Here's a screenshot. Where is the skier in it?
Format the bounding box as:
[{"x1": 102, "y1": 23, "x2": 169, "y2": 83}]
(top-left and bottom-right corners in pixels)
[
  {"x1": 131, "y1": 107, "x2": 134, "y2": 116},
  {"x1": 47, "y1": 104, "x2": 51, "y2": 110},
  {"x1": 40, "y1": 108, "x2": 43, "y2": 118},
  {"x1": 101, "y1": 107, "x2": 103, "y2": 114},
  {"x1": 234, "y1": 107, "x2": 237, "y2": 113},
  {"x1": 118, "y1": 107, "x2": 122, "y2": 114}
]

----------

# What the exercise asks:
Reproduce all of the data above line for line, without changing a single character.

# Answer in full:
Here's a screenshot. Where is the skier in it?
Format the bounding box as:
[{"x1": 102, "y1": 23, "x2": 169, "y2": 83}]
(top-left and bottom-right corners in pixels)
[
  {"x1": 131, "y1": 107, "x2": 134, "y2": 116},
  {"x1": 47, "y1": 104, "x2": 51, "y2": 110},
  {"x1": 40, "y1": 108, "x2": 43, "y2": 118},
  {"x1": 101, "y1": 107, "x2": 103, "y2": 114},
  {"x1": 234, "y1": 107, "x2": 237, "y2": 113},
  {"x1": 118, "y1": 107, "x2": 122, "y2": 114}
]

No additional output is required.